# WRITTEN PROBLEM
Reproduce verbatim only the lines from the one containing "Task: pick out one point on every instance of the concrete" through the last line below, both included.

# DATA TO PROCESS
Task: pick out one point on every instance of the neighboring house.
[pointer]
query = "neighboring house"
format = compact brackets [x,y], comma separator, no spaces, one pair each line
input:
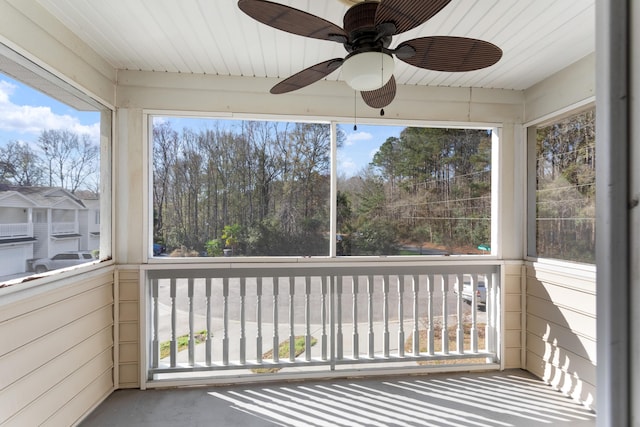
[40,222]
[90,224]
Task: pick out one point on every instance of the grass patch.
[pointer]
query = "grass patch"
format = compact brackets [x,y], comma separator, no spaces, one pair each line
[283,353]
[452,336]
[182,342]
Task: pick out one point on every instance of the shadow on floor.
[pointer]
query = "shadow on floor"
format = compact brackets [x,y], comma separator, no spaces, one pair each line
[509,398]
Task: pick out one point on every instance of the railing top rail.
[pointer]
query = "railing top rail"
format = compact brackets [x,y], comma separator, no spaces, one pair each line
[231,270]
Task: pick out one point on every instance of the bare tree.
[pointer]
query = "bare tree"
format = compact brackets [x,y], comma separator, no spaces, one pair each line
[20,165]
[70,160]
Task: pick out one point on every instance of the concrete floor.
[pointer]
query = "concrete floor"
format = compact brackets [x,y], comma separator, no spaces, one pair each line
[496,399]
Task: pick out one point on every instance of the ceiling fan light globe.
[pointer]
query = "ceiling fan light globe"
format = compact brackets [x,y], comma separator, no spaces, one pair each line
[368,70]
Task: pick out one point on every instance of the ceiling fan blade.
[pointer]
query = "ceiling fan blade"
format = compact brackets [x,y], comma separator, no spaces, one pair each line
[407,14]
[382,97]
[307,76]
[292,20]
[450,54]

# SOLUTION FOR THIS EXERCISE
Task: pick out one point on every instance of the concrete floor.
[pointer]
query = "concrete floor"
format = compact brackets [x,y], comma separator, no spaces, one pair each line
[496,399]
Task: pick out one point on every instance of the ceiling fan light globe.
[pointer]
query = "ceiling fan light globe"
format = compact brackets [x,y], comma separator, no spaces, one pair each line
[368,70]
Task: pick out one point on every instance of the ceiling fan blade.
[pointer]
query = "ceiling fan blade"
format = compact brackets [x,y], comma separator, no spaces, one pair each line
[407,14]
[382,97]
[307,76]
[292,20]
[450,54]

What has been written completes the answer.